» Extrait présenté
■ ■ ■ ■ ■ ■ ■

Le rapport final de la TRC l’a reconnue responsable de violations des droits de l’homme. En principe, puisqu’elle n’a pas demandé l’amnistie ni demandé pardon devant la TRC, elle était exposée à un procès. Mais celui-ci n’a jamais eu lieu, pas plus que celui qu’aurait dû subir Mangosuthu Buthelezi, chef des nationalistes zoulous, pour les mêmes raisons de statu quo politique.
L’une des voix les plus critiques de l’ANC
En avril 2003, Winnie Madikizela-Mandela a été poursuivie et condamnée à quelques mois de prison avec sursis pour fraude – des prêts octroyés à des employés fictifs de la Ligue des femmes de l’ANC, qu’elle présidait. Elle avait dû démissionner de toutes ses fonctions politiques, ce qui ne l’avait pas empêchée de faire son retour en 2009, sous la présidence de Jacob Zuma. De nouveau élue députée et membre des instances exécutives de l’ANC, elle s’était vite désolidarisée de l’équipe gouvernementale et était vite redevenue l’une des voix les plus critiques de l’ANC.

■ ■ ■ ■ ■ ■ ■

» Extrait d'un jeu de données

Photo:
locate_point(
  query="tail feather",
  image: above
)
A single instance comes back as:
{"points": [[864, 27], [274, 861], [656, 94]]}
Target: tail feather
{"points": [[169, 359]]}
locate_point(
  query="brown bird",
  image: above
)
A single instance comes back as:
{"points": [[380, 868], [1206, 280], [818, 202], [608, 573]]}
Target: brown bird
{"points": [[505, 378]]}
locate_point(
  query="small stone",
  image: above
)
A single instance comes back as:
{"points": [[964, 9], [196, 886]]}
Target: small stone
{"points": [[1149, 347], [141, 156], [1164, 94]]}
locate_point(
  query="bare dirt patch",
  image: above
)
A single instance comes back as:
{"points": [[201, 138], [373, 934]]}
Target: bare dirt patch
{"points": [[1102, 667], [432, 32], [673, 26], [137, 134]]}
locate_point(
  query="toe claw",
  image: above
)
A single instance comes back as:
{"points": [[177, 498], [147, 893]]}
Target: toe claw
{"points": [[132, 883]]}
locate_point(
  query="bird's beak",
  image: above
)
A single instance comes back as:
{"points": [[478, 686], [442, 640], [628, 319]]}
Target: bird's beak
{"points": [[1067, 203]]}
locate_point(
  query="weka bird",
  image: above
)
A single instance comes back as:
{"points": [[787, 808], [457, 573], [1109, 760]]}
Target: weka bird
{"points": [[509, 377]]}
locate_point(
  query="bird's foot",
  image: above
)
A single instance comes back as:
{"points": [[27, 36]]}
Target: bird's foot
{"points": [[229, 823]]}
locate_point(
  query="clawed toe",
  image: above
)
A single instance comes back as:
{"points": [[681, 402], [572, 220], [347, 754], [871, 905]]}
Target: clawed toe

■ ■ ■ ■ ■ ■ ■

» Objectif A
Recopiez le passage de l'extrait sur Winnie Madikizela-Mandela qui va de « Le rapport final » jusqu'à « statu quo politique. ».
» Objectif B
Répondez aux questions suivantes à l'aide de l'extrait sur Winnie Madikizela-Mandela.
(i) Quelle fonction le texte attribue-t-il à Mangosuthu Buthelezi ?
(ii) En quel mois et en quelle année Winnie Madikizela-Mandela a-t-elle été condamnée pour fraude ?
(iii) Sous la présidence de qui a-t-elle fait son retour en 2009 ?

» Réponse finale A
Le rapport final de la TRC l’a reconnue responsable de violations des droits de l’homme. En principe, puisqu’elle n’a pas demandé l’amnistie ni demandé pardon devant la TRC, elle était exposée à un procès. Mais celui-ci n’a jamais eu lieu, pas plus que celui qu’aurait dû subir Mangosuthu Buthelezi, chef des nationalistes zoulous, pour les mêmes raisons de statu quo politique.

» Réponse finale B
(i) Il était le chef des nationalistes zoulous.
(ii) En avril 2003.
(iii) Sous la présidence de Jacob Zuma.